Point annotation records
§
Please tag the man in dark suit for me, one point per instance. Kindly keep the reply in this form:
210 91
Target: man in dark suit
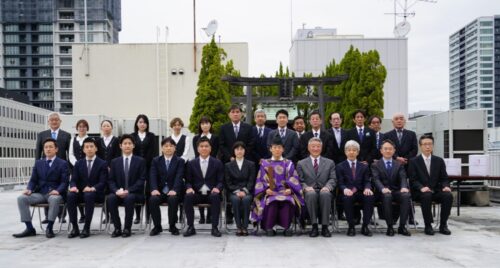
260 132
166 182
48 184
90 175
316 131
318 178
288 137
391 182
127 176
364 136
339 138
355 186
429 182
204 184
235 131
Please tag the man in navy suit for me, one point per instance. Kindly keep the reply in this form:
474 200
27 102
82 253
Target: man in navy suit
§
- **Instructions to follow**: Put every line of the data above into a JSON list of strings, one string per line. Skip blank lines and leave the pictures out.

- **Right answer**:
[
  "Please tag the man in dark suit for me, one point per instance. Kindly keep the reply in this form:",
  "210 91",
  "Target: man in dark suit",
  "260 132",
  "166 182",
  "48 184",
  "90 175",
  "316 131",
  "318 178",
  "288 137",
  "391 182",
  "127 176",
  "364 136",
  "339 138",
  "355 186",
  "429 182",
  "204 184",
  "235 131",
  "Please tag the man in navy suit for me, one point per instance. Kindly keep the reply in this form:",
  "474 200",
  "27 102",
  "82 253",
  "Target: man in navy suit"
]